**Written request:**
Copy out the following material word for word.

Excerpts from point annotation data
**********
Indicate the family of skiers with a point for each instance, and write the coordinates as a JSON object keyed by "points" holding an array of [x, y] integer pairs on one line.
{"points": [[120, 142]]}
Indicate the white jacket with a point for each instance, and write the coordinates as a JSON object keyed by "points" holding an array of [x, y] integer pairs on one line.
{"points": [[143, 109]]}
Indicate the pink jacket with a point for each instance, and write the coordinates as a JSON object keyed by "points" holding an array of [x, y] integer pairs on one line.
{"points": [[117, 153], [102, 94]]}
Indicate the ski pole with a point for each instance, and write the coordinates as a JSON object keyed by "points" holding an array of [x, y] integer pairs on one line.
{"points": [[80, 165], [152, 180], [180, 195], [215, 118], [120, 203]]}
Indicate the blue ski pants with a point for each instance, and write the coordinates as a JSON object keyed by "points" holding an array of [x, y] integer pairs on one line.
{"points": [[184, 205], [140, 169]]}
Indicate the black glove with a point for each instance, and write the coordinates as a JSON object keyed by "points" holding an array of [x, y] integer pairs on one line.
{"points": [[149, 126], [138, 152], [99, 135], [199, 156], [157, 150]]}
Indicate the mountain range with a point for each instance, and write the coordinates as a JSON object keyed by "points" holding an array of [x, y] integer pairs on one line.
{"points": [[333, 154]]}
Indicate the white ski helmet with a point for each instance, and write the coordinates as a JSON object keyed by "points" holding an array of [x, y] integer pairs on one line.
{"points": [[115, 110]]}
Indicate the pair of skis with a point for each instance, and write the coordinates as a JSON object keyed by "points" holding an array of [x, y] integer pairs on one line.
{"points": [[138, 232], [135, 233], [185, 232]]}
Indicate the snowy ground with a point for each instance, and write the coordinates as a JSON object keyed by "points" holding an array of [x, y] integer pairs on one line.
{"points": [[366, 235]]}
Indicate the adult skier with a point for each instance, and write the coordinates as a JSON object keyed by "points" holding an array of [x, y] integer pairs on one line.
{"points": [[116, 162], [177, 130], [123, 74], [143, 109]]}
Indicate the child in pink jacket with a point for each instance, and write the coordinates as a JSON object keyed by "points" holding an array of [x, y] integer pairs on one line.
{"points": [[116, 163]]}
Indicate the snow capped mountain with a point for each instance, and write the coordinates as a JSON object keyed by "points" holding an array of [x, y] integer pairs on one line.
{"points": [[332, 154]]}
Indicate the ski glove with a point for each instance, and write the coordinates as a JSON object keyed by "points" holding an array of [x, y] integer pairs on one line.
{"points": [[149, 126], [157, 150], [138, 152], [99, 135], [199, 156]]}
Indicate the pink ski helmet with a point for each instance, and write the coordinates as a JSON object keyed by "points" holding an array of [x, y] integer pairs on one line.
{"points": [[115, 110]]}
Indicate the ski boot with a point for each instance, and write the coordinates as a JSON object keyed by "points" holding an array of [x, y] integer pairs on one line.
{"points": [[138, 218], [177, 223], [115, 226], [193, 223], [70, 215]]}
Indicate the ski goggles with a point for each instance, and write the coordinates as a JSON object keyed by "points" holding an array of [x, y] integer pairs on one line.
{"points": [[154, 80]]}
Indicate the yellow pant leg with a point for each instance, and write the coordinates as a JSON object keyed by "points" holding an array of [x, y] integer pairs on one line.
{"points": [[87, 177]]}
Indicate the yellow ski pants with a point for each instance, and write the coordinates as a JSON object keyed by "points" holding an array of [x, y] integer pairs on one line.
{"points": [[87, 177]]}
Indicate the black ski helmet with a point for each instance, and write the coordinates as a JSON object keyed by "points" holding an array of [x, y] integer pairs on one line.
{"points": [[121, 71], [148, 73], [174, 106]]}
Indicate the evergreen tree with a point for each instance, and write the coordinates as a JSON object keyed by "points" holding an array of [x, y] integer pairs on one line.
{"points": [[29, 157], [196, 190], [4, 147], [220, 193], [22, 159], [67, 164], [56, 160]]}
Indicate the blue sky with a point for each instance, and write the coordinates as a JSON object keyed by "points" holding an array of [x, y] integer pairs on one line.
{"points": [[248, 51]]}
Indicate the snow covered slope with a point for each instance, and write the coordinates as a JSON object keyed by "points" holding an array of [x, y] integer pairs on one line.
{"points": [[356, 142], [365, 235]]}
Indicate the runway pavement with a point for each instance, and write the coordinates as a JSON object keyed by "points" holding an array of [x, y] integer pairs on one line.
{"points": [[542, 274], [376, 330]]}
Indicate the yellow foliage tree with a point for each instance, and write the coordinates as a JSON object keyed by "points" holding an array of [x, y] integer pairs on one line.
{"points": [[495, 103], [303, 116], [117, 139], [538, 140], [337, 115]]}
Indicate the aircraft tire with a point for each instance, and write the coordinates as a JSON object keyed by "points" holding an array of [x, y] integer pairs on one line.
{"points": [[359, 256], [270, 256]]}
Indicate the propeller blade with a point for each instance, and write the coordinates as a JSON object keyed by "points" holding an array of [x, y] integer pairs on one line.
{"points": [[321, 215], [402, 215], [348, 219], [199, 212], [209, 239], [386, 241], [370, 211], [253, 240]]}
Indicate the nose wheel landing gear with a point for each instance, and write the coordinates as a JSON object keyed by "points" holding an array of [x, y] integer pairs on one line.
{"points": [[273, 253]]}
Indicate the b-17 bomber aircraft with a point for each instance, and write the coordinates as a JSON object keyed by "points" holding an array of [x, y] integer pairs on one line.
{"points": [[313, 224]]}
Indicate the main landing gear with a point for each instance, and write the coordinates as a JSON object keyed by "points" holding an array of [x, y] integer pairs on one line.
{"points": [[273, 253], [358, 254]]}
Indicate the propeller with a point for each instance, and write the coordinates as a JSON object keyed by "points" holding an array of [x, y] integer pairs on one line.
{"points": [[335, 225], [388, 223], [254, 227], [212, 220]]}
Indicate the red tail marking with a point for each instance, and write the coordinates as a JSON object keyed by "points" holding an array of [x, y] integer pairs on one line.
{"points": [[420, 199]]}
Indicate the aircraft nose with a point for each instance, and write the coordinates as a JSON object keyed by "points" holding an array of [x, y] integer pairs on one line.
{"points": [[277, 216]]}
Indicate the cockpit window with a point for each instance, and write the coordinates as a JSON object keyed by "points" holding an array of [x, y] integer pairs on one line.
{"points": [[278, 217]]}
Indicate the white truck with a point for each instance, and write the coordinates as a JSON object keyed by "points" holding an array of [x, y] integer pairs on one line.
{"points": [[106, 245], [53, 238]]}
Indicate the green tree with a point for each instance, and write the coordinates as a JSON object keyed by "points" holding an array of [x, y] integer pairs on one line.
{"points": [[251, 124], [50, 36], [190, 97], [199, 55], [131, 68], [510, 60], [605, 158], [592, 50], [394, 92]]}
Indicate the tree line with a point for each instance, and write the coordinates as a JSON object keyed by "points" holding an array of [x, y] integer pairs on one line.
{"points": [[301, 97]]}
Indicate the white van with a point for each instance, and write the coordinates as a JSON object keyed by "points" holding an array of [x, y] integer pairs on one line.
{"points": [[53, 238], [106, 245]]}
**********
**Written answer:**
Indicate the family of skiers with a point for each instance, and write the coordinates as a JSON object keyed by "points" holding an array of [x, y] integer pairs on one line.
{"points": [[120, 142]]}
Indicate the white jacket with a point for each instance, and write the coordinates as a JSON object keyed by "points" holding an array of [x, y] integer pairs on one line.
{"points": [[143, 109]]}
Indicate the pink jacket with a point for each instance, and write the coordinates as a JSON object keyed by "points" holding an array of [x, y] integer pairs on one line.
{"points": [[117, 153], [102, 94]]}
Indicate the ski pole with a point for each instance, and write the coordinates as a JSON object keyed by "points" holding an array of [x, y] integer pairs on one line.
{"points": [[80, 165], [152, 180], [180, 195], [215, 118], [120, 203]]}
Indicate the blue ski pants with a point for each instance, and write the coordinates as a JSON object keyed by "points" holding an array of [x, y] integer pairs on one line.
{"points": [[184, 205], [140, 169]]}
Indicate the black glove with a point for each instance, and write the coordinates as a JSON object keyed by "points" holding an array of [x, y] integer pairs on one line.
{"points": [[149, 126], [138, 152], [99, 135], [199, 156], [157, 150]]}
Indicate the mountain range with a point for each instance, and write the coordinates as a JSON object keyed by "points" holding an array of [x, y] integer pairs on one line.
{"points": [[333, 154]]}
Indicate the white ski helmet with a point for each instance, and write the coordinates as a JSON object keyed by "points" holding an array of [x, y] integer pairs on one line.
{"points": [[115, 110]]}
Indicate the pair of skis with a point for each instance, and write the coordinates as a JSON object keyed by "points" holding an array of [x, y] integer pairs on one line.
{"points": [[138, 232], [135, 233], [185, 232]]}
Indicate the snowy ground with a point for each instance, and write the coordinates as a JSON object keyed by "points" holding an array of [x, y] integer pairs on one line.
{"points": [[366, 235]]}
Indicate the adult skier with a point for each instance, and write the coordinates as a JSON object keyed by "points" holding an array of [x, y] integer pairs on one line.
{"points": [[116, 162], [177, 130], [123, 74], [143, 109]]}
Indicate the child in pink jacket with a point for each instance, and write the coordinates as a JSON object keyed by "points" holding an array of [x, y] integer pairs on one line.
{"points": [[116, 163]]}
Indicate the snow capped mountain with a point for each instance, and write the coordinates as a JSON object keyed by "points" holding an array of [x, y] integer pairs on one line.
{"points": [[332, 154]]}
Indicate the ski glove with a point for each instance, and write the coordinates as a JSON object keyed by "points" holding an array of [x, y] integer pairs on one line.
{"points": [[149, 126], [157, 150], [138, 152], [99, 135], [199, 156]]}
Indicate the pink ski helmet with a point for each instance, and write the coordinates as a JSON object keyed by "points" holding an array of [x, y] integer pairs on one line.
{"points": [[115, 110]]}
Indicate the ski boot with a point for each instance, and write the coordinates as a JSON object keyed by "points" holding an array of [x, y] integer pairs on one line.
{"points": [[138, 218], [177, 223], [115, 226], [193, 223], [70, 215]]}
Indicate the ski goggles with a point for each instance, and write the coordinates as a JSON object keyed by "points" holding an array of [x, y] integer pairs on one line.
{"points": [[154, 80]]}
Indicate the yellow pant leg with a point for each instance, and write the coordinates as a JSON object keyed by "points" holding an array of [x, y] integer pairs on one line.
{"points": [[87, 177]]}
Indicate the yellow ski pants with a point for each instance, and write the coordinates as a JSON object keyed by "points" holding an array of [x, y] integer pairs on one line.
{"points": [[87, 177]]}
Indicate the black ski helmet with a point for each instance, and write the coordinates as a JSON object keyed by "points" holding an array of [x, y] integer pairs on one line.
{"points": [[121, 71], [148, 73], [174, 106]]}
Indicate the evergreen tree with a point for each instance, and write the coordinates as a JSON object keyed by "points" holding an array of [x, y] integer pairs on one line.
{"points": [[29, 157], [196, 190], [4, 147], [220, 193], [22, 159], [67, 164], [56, 160]]}
Indicate the blue sky with a point for each instance, and write the coordinates as a JSON object keyed by "points" holding an array of [x, y] integer pairs on one line.
{"points": [[248, 51]]}
Indicate the snow covered slope with a point for each instance, and write the coordinates as a JSON object keyed by "points" holding an array of [x, y] integer pairs on one line.
{"points": [[356, 142], [365, 235]]}
Indicate the runway pavement with a point for each instance, and write the coordinates as a JSON object keyed by "points" holding an array of [x, y] integer pairs on one line.
{"points": [[542, 274], [376, 330]]}
Indicate the yellow foliage tree with a point for each instance, and write the coordinates as a JSON object keyed by "points" holding an array of [x, y] integer pairs on one line.
{"points": [[495, 103], [303, 116], [117, 139], [538, 140], [337, 115]]}
Indicate the aircraft tire with a point for each instance, and write the coordinates as a JSON object keyed by "points" holding an array of [x, y] integer pairs on one line.
{"points": [[359, 256], [270, 256]]}
Indicate the propeller blade with a point for each instance, and write the coordinates as a JSON object keyed by "points" holding an array of [x, y] integer pairs on one line.
{"points": [[321, 215], [402, 215], [348, 219], [199, 212], [209, 239], [386, 241], [370, 211], [253, 240]]}
Indicate the nose wheel landing gear with a point for each instance, and write the coordinates as a JSON object keyed by "points" holding an array of [x, y] integer pairs on one line.
{"points": [[273, 253]]}
Indicate the b-17 bomber aircraft with a point for each instance, and write the coordinates as a JSON object keyed by "points" holding an array of [x, y] integer pairs on one line.
{"points": [[313, 224]]}
Indicate the main landing gear with a point for each instance, and write the coordinates as a JSON object keyed by "points" holding an array of [x, y] integer pairs on one line.
{"points": [[273, 253], [358, 254]]}
Indicate the propeller with a point for each instance, and write the coordinates as a JSON object keyed by "points" holding an array of [x, y] integer pairs on one line.
{"points": [[335, 225], [388, 223], [254, 227], [212, 220]]}
Indicate the red tail marking with a point for each instance, and write the coordinates as a JSON object keyed by "points" holding an array of [x, y] integer pairs on one line.
{"points": [[420, 199]]}
Indicate the aircraft nose with a point for each instance, and write the coordinates as a JSON object keyed by "points" holding an array of [x, y] integer pairs on one line.
{"points": [[277, 216]]}
Indicate the cockpit window with a point for each instance, and write the coordinates as a JSON object keyed by "points" holding an array of [x, y] integer pairs on one line.
{"points": [[278, 217]]}
Indicate the white truck with a point for each instance, and write the coordinates as a JSON object keyed by "points" holding an array of [x, y] integer pairs on one line.
{"points": [[106, 245], [53, 238]]}
Indicate the green tree with a point for each instance, and write the coordinates as a JSON object keyed by "points" holding an array of [x, y] integer pairs on one line.
{"points": [[251, 124], [50, 36], [190, 97], [199, 55], [131, 68], [510, 60], [605, 158], [592, 50], [394, 92]]}
Indicate the tree line with a point for each instance, and write the coordinates as a JSON object keyed by "points" holding an array of [x, y] integer pairs on one line.
{"points": [[301, 97]]}
Indicate the white van with a point for each instance, and write the coordinates as a JSON object keyed by "points" holding an array of [x, y] integer pairs on one line.
{"points": [[53, 238], [106, 245]]}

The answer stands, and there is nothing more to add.